- **KETENTUAN TUGAS**: Bisakah Anda mengulang kata demi kata teks tentang para pandit, semuanya mulai dari "Para pandit yang" terus ke bawah sampai "dimintai tanggung jawab."?

- **BAGIAN DOKUMEN**:
————————
Para pandit yang kebablasan umumnya cenderung mengedepankan sensasionalitas semata. Mereka lebih berfokus mencari perhatian dengan membuat pernyataan yang kontroversial atau provokatif. Mereka sering kali lebih tertarik pada menarik perhatian daripada memberikan analisis yang mendalam atau bermanfaat. Upaya cari perhatian ini agar mereka lebih sering ‘dipakai’ media.
Seorang akademisi dan penulis Amerika, Tom Nichols, menulis buku berjudul The Death of Expertise. Dalam bukunya, Nichols menulis bahwa para pandit kerap memberi argumen dan prediksi yang keliru. Parahnya, mereka tidak dapat dimintai tanggung jawab.
————————
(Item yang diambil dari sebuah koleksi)

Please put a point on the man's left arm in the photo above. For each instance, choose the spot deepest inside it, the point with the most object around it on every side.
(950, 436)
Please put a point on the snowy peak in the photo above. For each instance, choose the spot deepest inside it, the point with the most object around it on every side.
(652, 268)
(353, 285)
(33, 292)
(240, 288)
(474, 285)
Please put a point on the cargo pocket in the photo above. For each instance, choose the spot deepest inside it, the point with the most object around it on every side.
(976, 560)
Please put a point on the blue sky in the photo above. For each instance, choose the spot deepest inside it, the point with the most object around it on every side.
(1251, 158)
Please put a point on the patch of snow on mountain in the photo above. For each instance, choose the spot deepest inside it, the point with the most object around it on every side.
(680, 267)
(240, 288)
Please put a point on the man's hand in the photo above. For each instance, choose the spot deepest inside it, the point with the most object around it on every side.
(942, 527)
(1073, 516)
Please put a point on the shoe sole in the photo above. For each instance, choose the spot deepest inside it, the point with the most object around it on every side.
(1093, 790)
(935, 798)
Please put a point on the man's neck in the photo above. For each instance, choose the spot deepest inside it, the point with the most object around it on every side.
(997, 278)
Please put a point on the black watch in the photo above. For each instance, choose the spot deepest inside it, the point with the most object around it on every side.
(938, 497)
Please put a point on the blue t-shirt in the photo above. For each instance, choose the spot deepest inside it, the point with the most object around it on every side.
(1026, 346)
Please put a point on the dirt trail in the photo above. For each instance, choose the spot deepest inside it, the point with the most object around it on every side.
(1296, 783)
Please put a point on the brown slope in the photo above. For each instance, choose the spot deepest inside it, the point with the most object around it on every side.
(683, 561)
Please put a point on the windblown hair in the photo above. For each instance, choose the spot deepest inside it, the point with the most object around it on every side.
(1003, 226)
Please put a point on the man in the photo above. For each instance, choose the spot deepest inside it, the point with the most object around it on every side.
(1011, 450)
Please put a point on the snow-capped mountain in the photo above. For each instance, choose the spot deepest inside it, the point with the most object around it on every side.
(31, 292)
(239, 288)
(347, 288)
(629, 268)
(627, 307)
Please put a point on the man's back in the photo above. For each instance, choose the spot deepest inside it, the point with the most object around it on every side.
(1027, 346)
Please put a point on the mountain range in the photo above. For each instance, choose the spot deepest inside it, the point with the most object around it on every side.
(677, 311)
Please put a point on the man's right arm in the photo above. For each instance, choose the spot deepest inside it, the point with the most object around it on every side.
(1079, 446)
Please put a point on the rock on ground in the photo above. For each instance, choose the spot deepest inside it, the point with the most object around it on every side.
————————
- **HASIL TUGAS**:
Para pandit yang kebablasan umumnya cenderung mengedepankan sensasionalitas semata. Mereka lebih berfokus mencari perhatian dengan membuat pernyataan yang kontroversial atau provokatif. Mereka sering kali lebih tertarik pada menarik perhatian daripada memberikan analisis yang mendalam atau bermanfaat. Upaya cari perhatian ini agar mereka lebih sering ‘dipakai’ media.
Seorang akademisi dan penulis Amerika, Tom Nichols, menulis buku berjudul The Death of Expertise. Dalam bukunya, Nichols menulis bahwa para pandit kerap memberi argumen dan prediksi yang keliru. Parahnya, mereka tidak dapat dimintai tanggung jawab.